#### [Extrait du texte]
□ □ □ □
La très sobre couverture des Cahiers Benjamin Péret n’annonce en rien l’abondance qu’offre cette revue. J’utilise à dessein « revue », car le mot dit bien la richesse d’une telle publication, la qualité de son « montage ». Sous une discrétion apparente qui mérite amplement d’être dépassée par ce qu’on appelle curiosité, ces cahiers, richement illustrés, invitent à redécouvrir l’univers surréaliste à travers l’œuvre de Benjamin Péret, ses parentés, ses affinités, et cela grâce à la redécouverte d’articles anciens, la présentation de nombreux documents inédits, et la proximité des contemporains.
Une anthologie de rêves surréalistes accueille le lecteur, manière d’introduire le dossier consacré à Jehan Mayoux (1904-1975), ami de Péret, homme de liberté, poète et militant. Un homme qu’on aurait aimé connaître, qui savait tendre la main, et pour qui la poésie était « avant tout un merveilleux outil de connaissance », connaissance du monde, connaissance des êtres, du jour comme de la nuit. Mayoux chante l’amour, « lumière dans la grande ombre de la maison», la liberté en art, et l’indépendance de l’esprit. Le dossier produit poèmes, hommage à Breton, et lettres sur les raisons de son départ du groupe surréaliste, quelques extraits de ses nombreuses correspondances, ce lieu où la vie est encore battante, où les débats autour du surréalisme et de ses rapports au politique sont vifs. On y retrouve les qualités de Mayoux, son humour, ses pudeurs, ses convictions et un sens très fort de l’amitié. En contrepoint, les Cahiers produisent aussi plusieurs lettres de Benjamin Péret adressées à Mayoux, dont la plupart sont inédites, autour des années 1939-1959. On y apprécie la bienveillance de Péret, la franchise de l’amitié, les contingences de l’édition et de l’écriture, leur lutte contre le fascisme et le stalinisme. A propos de franchise, on aime également celle qu’on trouve dans la correspondance entre Mayoux et Breton, après la publication en 1946 de Arcane 17, Mayoux ne comprenant pas « comment les circonstances on pu » amener Breton « à tomber dans le panneau patriotique ».
□ □ □ □
#### [Jeu de données]
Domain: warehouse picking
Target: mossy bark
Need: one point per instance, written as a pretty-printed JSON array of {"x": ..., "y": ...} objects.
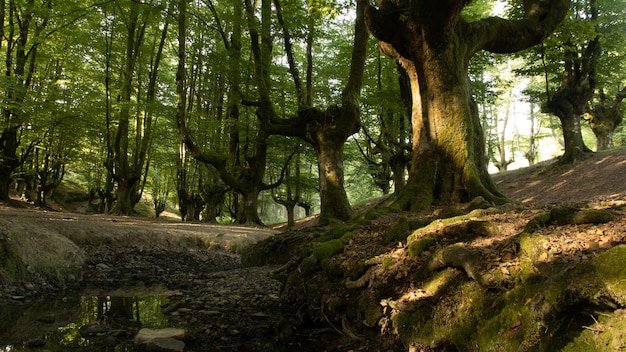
[{"x": 434, "y": 45}]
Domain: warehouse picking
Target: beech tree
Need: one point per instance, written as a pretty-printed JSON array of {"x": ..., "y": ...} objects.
[{"x": 434, "y": 44}]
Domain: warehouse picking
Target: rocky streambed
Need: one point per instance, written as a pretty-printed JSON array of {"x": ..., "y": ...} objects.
[{"x": 90, "y": 284}]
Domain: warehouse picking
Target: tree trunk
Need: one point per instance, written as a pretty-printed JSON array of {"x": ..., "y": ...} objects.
[
  {"x": 434, "y": 45},
  {"x": 332, "y": 191},
  {"x": 8, "y": 160},
  {"x": 125, "y": 191},
  {"x": 248, "y": 209},
  {"x": 448, "y": 164}
]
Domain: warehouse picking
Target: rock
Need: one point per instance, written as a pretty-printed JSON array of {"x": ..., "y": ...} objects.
[
  {"x": 168, "y": 339},
  {"x": 102, "y": 266}
]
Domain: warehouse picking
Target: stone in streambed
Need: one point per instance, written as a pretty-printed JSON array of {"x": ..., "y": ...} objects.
[{"x": 168, "y": 339}]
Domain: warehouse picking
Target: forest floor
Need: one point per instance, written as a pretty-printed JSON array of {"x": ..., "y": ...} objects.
[{"x": 225, "y": 307}]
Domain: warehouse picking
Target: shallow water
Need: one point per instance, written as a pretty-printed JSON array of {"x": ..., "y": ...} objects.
[{"x": 81, "y": 323}]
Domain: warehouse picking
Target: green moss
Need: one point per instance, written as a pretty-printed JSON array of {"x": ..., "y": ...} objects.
[
  {"x": 606, "y": 332},
  {"x": 11, "y": 266},
  {"x": 538, "y": 222},
  {"x": 611, "y": 270},
  {"x": 370, "y": 307},
  {"x": 415, "y": 248},
  {"x": 397, "y": 233},
  {"x": 461, "y": 314},
  {"x": 328, "y": 249}
]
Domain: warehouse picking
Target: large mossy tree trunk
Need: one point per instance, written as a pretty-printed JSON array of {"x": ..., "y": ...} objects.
[
  {"x": 434, "y": 45},
  {"x": 604, "y": 118},
  {"x": 328, "y": 141}
]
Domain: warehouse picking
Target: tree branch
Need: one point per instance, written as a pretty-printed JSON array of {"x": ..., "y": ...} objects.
[{"x": 498, "y": 35}]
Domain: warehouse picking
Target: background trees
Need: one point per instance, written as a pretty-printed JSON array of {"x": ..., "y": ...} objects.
[{"x": 89, "y": 95}]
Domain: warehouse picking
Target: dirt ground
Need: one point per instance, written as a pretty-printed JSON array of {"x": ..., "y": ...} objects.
[{"x": 197, "y": 260}]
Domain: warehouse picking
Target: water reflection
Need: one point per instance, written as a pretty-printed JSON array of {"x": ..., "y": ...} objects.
[{"x": 88, "y": 323}]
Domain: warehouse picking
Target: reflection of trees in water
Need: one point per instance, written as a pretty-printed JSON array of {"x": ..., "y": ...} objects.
[
  {"x": 22, "y": 324},
  {"x": 123, "y": 310}
]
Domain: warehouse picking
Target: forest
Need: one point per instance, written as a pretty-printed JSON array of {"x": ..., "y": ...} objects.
[
  {"x": 392, "y": 128},
  {"x": 267, "y": 111}
]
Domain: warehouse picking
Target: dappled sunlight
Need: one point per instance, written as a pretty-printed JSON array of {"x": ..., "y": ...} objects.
[{"x": 600, "y": 177}]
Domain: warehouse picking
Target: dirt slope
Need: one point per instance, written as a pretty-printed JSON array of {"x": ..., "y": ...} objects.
[{"x": 597, "y": 177}]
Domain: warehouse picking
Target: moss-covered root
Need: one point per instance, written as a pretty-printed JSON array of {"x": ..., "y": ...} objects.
[{"x": 456, "y": 256}]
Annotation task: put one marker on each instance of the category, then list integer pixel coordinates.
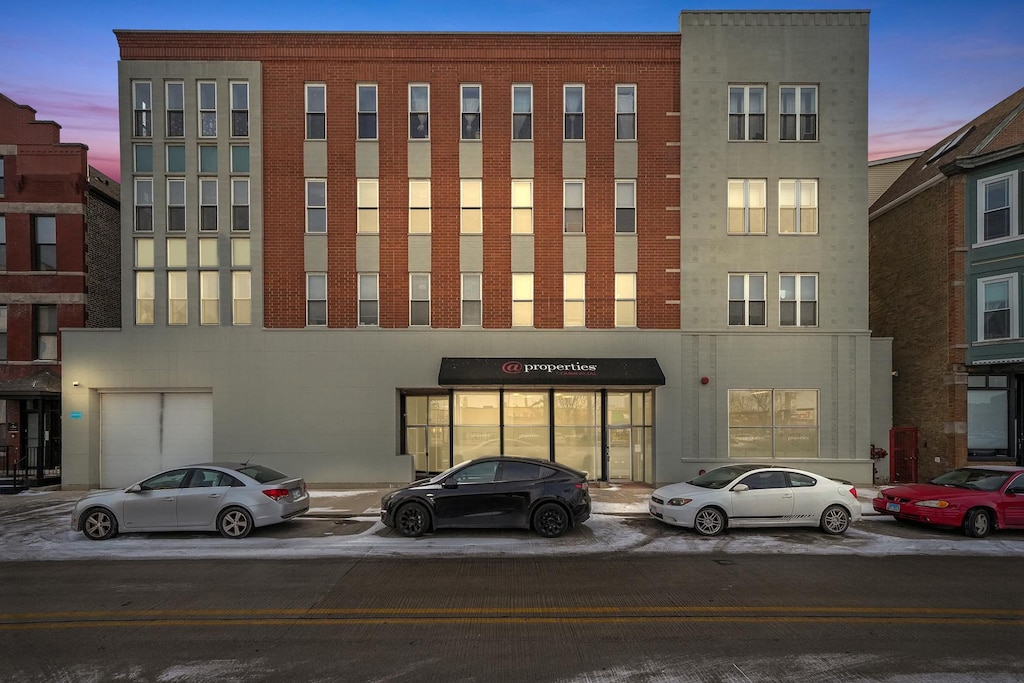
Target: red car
(975, 499)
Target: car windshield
(975, 478)
(260, 473)
(721, 476)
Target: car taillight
(275, 494)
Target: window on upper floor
(366, 112)
(419, 112)
(142, 109)
(207, 109)
(573, 112)
(44, 243)
(175, 109)
(997, 308)
(572, 208)
(626, 113)
(747, 112)
(747, 299)
(522, 112)
(315, 112)
(747, 206)
(471, 112)
(798, 113)
(798, 207)
(798, 300)
(997, 208)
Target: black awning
(557, 372)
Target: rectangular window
(368, 219)
(240, 109)
(747, 299)
(419, 298)
(419, 112)
(626, 113)
(472, 299)
(522, 299)
(798, 207)
(572, 101)
(315, 112)
(747, 112)
(997, 308)
(367, 112)
(143, 205)
(177, 297)
(419, 207)
(175, 205)
(522, 207)
(573, 300)
(315, 299)
(572, 212)
(522, 112)
(626, 206)
(626, 299)
(798, 300)
(471, 112)
(207, 109)
(471, 217)
(144, 298)
(175, 108)
(208, 204)
(240, 205)
(46, 332)
(142, 108)
(369, 299)
(44, 243)
(997, 211)
(315, 206)
(798, 113)
(773, 423)
(242, 298)
(747, 207)
(209, 286)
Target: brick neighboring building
(358, 256)
(58, 220)
(947, 265)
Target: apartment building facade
(364, 257)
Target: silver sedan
(230, 498)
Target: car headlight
(933, 504)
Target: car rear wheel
(710, 521)
(413, 520)
(235, 523)
(99, 524)
(835, 520)
(551, 520)
(977, 523)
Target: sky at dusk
(935, 65)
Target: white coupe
(757, 496)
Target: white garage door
(143, 433)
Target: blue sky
(935, 65)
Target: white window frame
(623, 116)
(1013, 304)
(748, 283)
(805, 216)
(1012, 198)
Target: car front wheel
(977, 523)
(235, 523)
(99, 524)
(835, 520)
(710, 521)
(551, 520)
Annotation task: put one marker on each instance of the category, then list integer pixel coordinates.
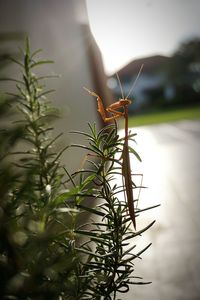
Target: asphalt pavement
(171, 166)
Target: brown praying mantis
(126, 168)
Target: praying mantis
(115, 114)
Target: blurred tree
(184, 72)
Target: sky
(129, 29)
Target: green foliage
(46, 250)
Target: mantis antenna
(120, 85)
(134, 83)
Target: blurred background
(92, 40)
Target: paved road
(171, 167)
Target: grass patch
(165, 116)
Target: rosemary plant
(109, 236)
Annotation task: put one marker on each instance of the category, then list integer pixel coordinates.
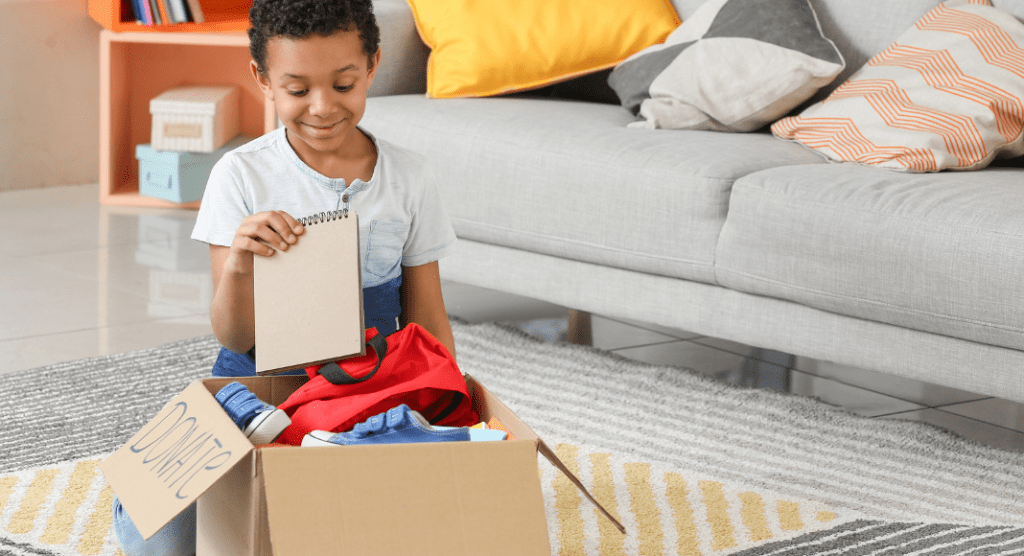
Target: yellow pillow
(487, 47)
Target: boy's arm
(423, 303)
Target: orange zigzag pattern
(939, 70)
(894, 107)
(843, 137)
(995, 45)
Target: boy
(314, 59)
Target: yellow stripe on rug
(62, 509)
(668, 511)
(66, 509)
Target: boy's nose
(321, 103)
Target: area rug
(689, 465)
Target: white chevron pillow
(947, 94)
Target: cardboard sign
(175, 458)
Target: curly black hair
(298, 18)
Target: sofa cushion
(569, 178)
(942, 253)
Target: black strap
(336, 375)
(452, 407)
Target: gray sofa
(741, 237)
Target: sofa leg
(580, 332)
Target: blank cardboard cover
(444, 499)
(308, 299)
(186, 447)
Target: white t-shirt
(402, 220)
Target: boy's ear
(261, 79)
(373, 70)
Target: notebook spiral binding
(324, 217)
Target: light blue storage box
(176, 176)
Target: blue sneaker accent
(260, 422)
(397, 425)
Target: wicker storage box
(195, 119)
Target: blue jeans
(381, 309)
(176, 539)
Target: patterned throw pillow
(734, 66)
(947, 94)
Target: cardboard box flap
(424, 499)
(486, 404)
(174, 458)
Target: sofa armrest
(403, 56)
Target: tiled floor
(78, 280)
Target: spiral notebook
(308, 300)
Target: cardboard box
(473, 499)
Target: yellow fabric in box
(487, 47)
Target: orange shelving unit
(137, 67)
(221, 16)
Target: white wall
(49, 93)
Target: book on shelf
(157, 17)
(165, 13)
(197, 11)
(135, 10)
(178, 13)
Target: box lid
(197, 100)
(175, 458)
(443, 499)
(487, 404)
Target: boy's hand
(261, 233)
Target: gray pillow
(733, 66)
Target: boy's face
(318, 87)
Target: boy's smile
□ □ □ □
#### [Liste des tâches]
1 - Répondez aux questions suivantes sur l'extrait consacré aux Cahiers Benjamin Péret.
(a) Quelles sont les années de naissance et de mort de Jehan Mayoux ?
(b) Autour de quelles années se situent les lettres de Benjamin Péret adressées à Mayoux ?
(c) Quel ouvrage de Breton a été publié en 1946 ?
2 - Recopiez le passage de l'extrait sur les Cahiers Benjamin Péret en commençant à « La très sobre » et en terminant à « proximité des contemporains. ».

#### [Solutions par tâche]
1 -
(a) Jehan Mayoux est né en 1904 et mort en 1975.
(b) Elles se situent autour des années 1939-1959.
(c) Il s'agit d'Arcane 17.

2 -
La très sobre couverture des Cahiers Benjamin Péret n’annonce en rien l’abondance qu’offre cette revue. J’utilise à dessein « revue », car le mot dit bien la richesse d’une telle publication, la qualité de son « montage ». Sous une discrétion apparente qui mérite amplement d’être dépassée par ce qu’on appelle curiosité, ces cahiers, richement illustrés, invitent à redécouvrir l’univers surréaliste à travers l’œuvre de Benjamin Péret, ses parentés, ses affinités, et cela grâce à la redécouverte d’articles anciens, la présentation de nombreux documents inédits, et la proximité des contemporains.